Stated exercise. Convert each line of the rows below into a numbered list, skipping any blank lines. Leave the pictures out of your answer.

Extracted data.
□ □ □ □ □ □ □

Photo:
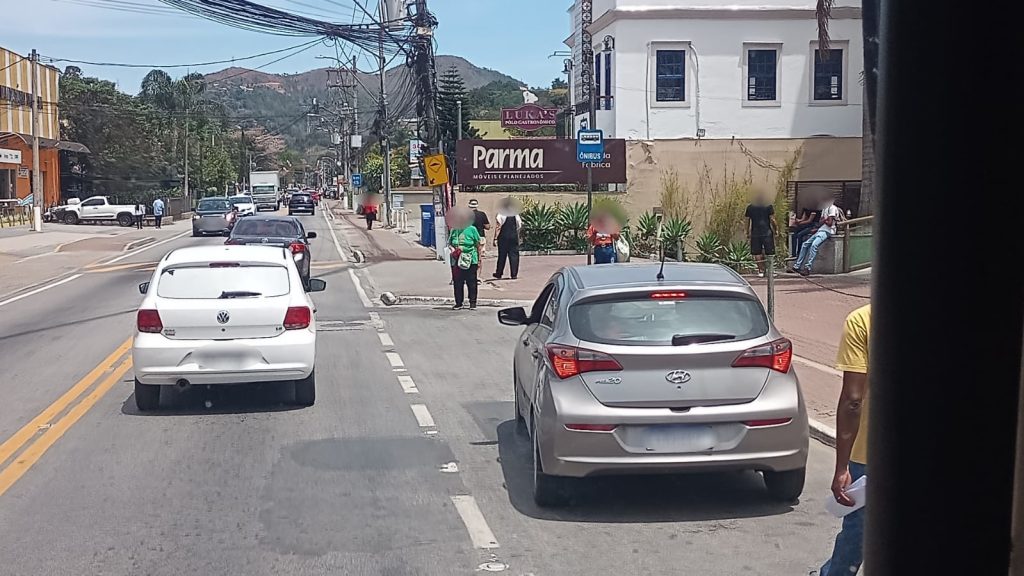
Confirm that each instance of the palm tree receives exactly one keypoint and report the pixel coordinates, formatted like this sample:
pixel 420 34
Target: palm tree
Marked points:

□ □ □ □ □ □ □

Response below.
1. Photo:
2. Confirm that each instance of the palm tree receives exactly one keypoint and report the pixel coordinates, formatted like this sample:
3. pixel 420 34
4. Target: palm tree
5. Marked points:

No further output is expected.